# EXERCISE PROMPT
Please identify each line in the records below that contains the string "garage" and copy those lines. Case counts.

[Rows from a dataset]
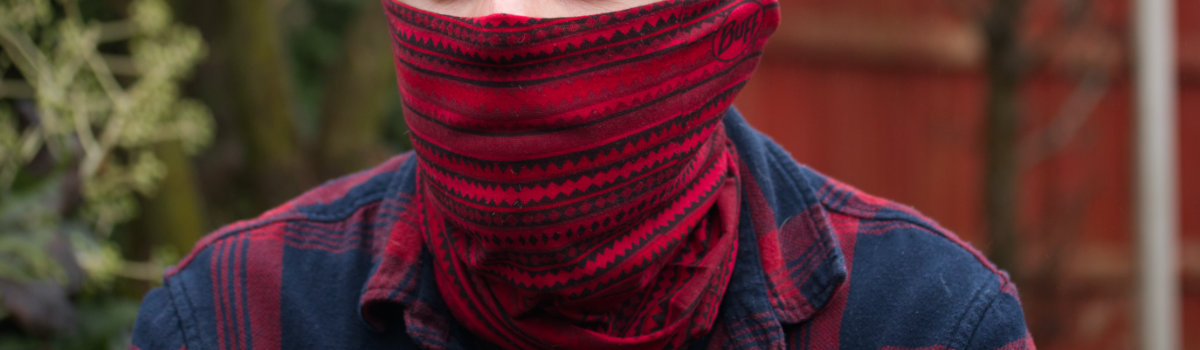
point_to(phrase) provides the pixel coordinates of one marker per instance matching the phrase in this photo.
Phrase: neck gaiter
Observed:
(575, 185)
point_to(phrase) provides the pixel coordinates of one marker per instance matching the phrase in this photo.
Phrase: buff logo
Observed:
(735, 35)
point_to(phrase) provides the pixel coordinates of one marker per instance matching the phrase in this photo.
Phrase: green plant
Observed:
(83, 104)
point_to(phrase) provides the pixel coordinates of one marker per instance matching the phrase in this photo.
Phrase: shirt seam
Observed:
(177, 306)
(973, 317)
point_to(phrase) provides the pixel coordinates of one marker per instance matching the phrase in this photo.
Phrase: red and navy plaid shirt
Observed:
(852, 271)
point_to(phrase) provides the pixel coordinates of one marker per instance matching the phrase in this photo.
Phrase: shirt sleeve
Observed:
(157, 325)
(1002, 326)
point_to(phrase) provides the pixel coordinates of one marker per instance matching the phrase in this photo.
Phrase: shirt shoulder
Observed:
(912, 283)
(250, 282)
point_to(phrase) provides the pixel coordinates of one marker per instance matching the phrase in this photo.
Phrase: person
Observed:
(581, 181)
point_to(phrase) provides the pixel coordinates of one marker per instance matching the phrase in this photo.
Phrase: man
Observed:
(580, 181)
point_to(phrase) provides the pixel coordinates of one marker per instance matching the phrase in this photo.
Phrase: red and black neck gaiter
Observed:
(575, 185)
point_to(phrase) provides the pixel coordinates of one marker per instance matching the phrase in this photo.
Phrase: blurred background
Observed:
(129, 128)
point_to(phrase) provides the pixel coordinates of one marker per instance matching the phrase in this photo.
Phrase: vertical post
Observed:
(1156, 175)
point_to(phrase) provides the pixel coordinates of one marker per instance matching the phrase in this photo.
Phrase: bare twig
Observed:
(1072, 116)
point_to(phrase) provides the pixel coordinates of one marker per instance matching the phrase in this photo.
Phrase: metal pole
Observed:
(1156, 175)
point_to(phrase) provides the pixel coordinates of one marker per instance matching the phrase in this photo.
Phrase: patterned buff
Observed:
(576, 188)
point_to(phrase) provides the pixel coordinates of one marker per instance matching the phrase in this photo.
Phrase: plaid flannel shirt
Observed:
(852, 271)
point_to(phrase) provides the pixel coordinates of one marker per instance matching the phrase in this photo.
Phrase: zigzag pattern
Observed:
(575, 185)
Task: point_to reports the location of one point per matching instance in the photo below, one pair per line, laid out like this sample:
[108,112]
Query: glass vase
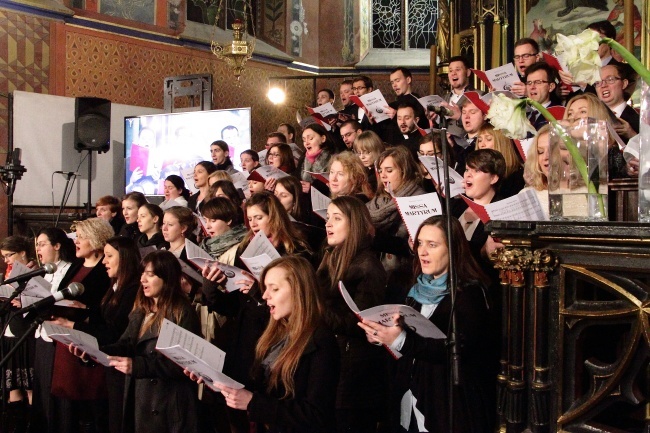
[644,154]
[577,180]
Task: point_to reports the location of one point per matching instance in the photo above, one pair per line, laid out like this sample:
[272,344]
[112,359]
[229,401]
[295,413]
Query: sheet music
[187,174]
[415,209]
[259,253]
[435,167]
[524,206]
[374,102]
[85,342]
[319,203]
[384,315]
[192,352]
[503,77]
[434,100]
[197,255]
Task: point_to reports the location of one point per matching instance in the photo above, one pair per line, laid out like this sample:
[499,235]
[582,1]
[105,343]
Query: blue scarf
[429,290]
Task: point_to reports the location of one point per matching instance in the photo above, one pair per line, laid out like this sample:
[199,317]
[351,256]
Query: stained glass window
[404,23]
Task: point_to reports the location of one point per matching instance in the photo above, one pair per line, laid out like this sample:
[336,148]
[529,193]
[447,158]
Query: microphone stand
[66,195]
[454,355]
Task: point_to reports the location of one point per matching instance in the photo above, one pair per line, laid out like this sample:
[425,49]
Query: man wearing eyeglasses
[526,54]
[611,90]
[540,82]
[361,86]
[349,131]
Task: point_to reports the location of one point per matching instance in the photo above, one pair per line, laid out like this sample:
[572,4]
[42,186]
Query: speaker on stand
[92,131]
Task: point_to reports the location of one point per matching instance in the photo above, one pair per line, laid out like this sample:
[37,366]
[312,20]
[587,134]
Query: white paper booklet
[374,102]
[384,314]
[319,203]
[240,180]
[435,167]
[259,253]
[415,209]
[434,100]
[260,174]
[85,342]
[187,174]
[524,206]
[192,352]
[501,78]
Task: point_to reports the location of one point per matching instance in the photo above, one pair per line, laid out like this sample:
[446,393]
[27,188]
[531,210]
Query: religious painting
[143,11]
[546,18]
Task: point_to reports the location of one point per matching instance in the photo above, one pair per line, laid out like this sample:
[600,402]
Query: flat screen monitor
[162,144]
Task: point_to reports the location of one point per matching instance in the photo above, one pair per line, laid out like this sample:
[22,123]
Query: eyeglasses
[536,82]
[608,80]
[523,56]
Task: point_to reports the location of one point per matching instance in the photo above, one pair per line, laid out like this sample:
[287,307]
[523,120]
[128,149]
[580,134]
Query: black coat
[311,410]
[424,367]
[363,381]
[158,397]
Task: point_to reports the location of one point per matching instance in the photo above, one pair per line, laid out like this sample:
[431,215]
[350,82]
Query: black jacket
[311,410]
[424,366]
[364,374]
[158,397]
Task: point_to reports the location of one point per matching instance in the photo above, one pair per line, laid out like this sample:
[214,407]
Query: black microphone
[47,268]
[440,110]
[72,291]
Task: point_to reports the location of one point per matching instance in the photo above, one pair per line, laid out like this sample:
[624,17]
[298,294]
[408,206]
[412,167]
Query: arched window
[404,24]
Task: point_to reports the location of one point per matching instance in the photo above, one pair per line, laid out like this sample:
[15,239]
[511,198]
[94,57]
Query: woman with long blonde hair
[296,358]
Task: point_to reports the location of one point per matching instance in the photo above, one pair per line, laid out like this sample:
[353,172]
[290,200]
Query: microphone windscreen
[75,289]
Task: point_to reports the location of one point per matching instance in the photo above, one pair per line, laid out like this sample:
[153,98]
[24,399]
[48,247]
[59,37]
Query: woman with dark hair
[288,191]
[484,173]
[250,160]
[158,397]
[221,156]
[122,261]
[420,392]
[280,156]
[52,246]
[178,224]
[318,150]
[202,171]
[176,194]
[130,205]
[348,257]
[225,229]
[296,359]
[109,207]
[18,374]
[150,217]
[348,177]
[245,306]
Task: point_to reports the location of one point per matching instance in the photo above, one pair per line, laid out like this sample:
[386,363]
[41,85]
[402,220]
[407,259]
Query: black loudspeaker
[92,124]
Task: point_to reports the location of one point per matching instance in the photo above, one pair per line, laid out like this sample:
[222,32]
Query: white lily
[580,53]
[509,116]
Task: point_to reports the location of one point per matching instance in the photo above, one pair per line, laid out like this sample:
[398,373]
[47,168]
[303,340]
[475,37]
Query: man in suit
[614,78]
[540,81]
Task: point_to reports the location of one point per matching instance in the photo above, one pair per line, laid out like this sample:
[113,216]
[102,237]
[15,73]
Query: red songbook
[478,209]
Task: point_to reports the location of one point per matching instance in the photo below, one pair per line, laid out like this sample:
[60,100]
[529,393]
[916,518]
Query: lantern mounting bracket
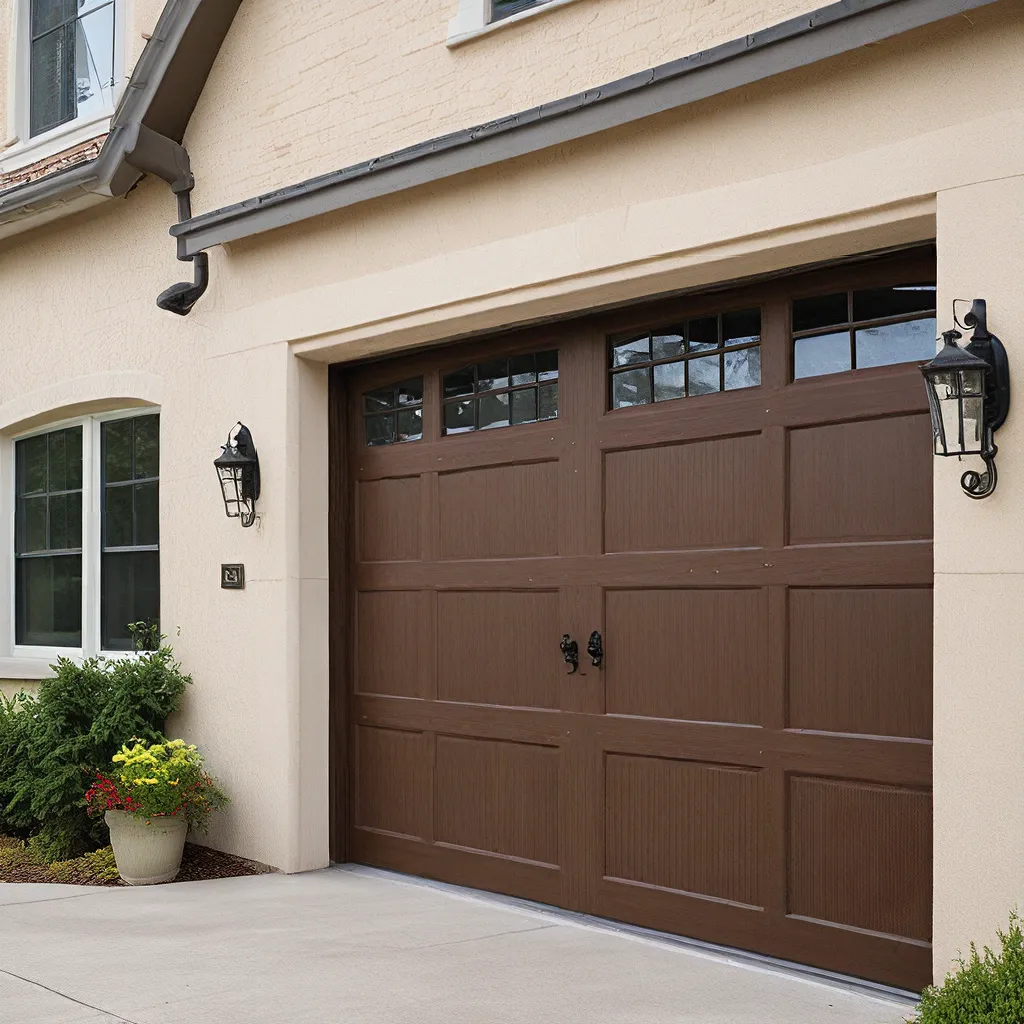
[975,382]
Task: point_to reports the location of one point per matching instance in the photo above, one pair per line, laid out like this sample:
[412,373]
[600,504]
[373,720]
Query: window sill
[53,142]
[29,669]
[462,29]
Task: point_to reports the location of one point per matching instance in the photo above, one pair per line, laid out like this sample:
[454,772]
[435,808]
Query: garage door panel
[683,496]
[865,480]
[491,647]
[665,645]
[860,855]
[392,780]
[390,641]
[497,797]
[685,825]
[388,517]
[752,763]
[499,512]
[860,660]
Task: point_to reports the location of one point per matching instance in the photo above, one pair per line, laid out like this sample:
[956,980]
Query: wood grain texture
[752,764]
[388,516]
[496,647]
[870,479]
[682,496]
[860,855]
[699,655]
[390,791]
[389,643]
[860,660]
[685,825]
[500,512]
[497,797]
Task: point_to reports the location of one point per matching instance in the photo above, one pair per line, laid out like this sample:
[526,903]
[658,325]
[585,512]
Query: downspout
[150,153]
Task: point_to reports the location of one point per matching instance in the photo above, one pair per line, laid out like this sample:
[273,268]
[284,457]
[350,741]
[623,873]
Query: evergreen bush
[51,745]
[988,988]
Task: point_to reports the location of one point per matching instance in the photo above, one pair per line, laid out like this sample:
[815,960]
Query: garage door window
[393,414]
[502,393]
[857,329]
[704,355]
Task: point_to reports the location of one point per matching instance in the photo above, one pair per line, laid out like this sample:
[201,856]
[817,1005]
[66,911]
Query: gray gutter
[164,67]
[800,41]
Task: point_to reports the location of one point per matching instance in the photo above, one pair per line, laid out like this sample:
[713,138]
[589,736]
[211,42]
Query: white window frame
[17,148]
[91,538]
[474,18]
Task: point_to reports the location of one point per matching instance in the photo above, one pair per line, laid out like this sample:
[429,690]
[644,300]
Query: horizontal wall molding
[827,32]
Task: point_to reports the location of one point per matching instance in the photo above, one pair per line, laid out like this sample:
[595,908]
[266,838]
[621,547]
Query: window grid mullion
[91,535]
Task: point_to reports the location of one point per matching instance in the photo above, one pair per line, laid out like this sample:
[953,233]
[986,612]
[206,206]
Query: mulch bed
[199,863]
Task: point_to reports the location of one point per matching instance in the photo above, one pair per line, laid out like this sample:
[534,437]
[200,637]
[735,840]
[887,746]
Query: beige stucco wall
[979,593]
[866,151]
[379,76]
[79,321]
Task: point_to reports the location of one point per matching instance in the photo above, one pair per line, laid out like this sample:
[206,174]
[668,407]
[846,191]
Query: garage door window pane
[826,353]
[914,341]
[882,327]
[505,392]
[742,369]
[394,414]
[702,355]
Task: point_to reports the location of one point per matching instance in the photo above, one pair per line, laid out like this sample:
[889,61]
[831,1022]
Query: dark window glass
[130,594]
[393,414]
[506,8]
[504,392]
[48,540]
[130,515]
[71,61]
[879,303]
[879,327]
[907,342]
[819,311]
[823,353]
[705,355]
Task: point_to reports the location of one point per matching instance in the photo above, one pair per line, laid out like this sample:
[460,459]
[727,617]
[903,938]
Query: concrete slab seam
[696,947]
[70,998]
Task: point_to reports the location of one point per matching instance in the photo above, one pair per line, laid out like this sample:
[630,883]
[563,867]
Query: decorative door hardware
[570,652]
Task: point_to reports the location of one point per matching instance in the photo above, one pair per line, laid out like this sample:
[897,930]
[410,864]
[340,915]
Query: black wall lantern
[969,396]
[238,469]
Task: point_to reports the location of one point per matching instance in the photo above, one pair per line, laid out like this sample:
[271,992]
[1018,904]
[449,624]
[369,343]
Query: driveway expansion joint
[65,995]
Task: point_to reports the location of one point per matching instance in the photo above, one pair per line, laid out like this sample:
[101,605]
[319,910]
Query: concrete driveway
[349,945]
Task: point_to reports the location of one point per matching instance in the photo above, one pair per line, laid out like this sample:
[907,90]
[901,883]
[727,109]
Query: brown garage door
[734,491]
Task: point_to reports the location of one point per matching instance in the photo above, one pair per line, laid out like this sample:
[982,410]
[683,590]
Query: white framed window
[478,17]
[67,74]
[85,535]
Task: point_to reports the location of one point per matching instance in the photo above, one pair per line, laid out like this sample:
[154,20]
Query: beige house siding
[380,77]
[907,140]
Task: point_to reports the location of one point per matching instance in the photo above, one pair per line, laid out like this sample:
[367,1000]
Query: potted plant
[155,794]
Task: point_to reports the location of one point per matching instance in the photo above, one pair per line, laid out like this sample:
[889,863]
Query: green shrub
[51,745]
[986,989]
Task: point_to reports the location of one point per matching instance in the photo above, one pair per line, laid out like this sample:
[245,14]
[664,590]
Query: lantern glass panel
[973,424]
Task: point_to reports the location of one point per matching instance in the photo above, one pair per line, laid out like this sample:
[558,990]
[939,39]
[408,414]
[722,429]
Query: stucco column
[979,601]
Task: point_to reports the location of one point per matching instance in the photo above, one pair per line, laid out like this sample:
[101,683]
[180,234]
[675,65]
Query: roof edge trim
[826,32]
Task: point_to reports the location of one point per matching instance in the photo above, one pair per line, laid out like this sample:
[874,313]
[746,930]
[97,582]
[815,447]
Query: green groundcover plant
[158,780]
[52,744]
[988,988]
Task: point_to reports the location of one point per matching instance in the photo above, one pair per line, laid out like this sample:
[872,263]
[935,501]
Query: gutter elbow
[181,297]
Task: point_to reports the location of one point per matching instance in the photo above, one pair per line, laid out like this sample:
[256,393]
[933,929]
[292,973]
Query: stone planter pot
[146,854]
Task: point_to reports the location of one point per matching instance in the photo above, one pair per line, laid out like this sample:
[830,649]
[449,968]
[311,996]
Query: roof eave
[824,33]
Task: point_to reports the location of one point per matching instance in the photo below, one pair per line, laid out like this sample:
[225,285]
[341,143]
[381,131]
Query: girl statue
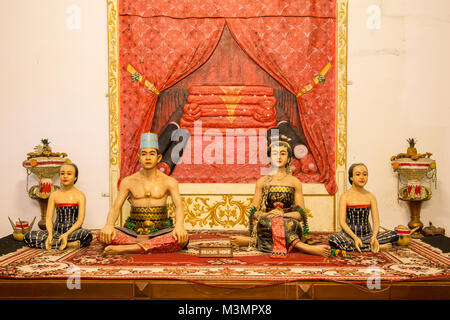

# RESPONSE BELOW
Query: garage door panel
Query: garage door window
Query: garage door window pane
Query: brown garage door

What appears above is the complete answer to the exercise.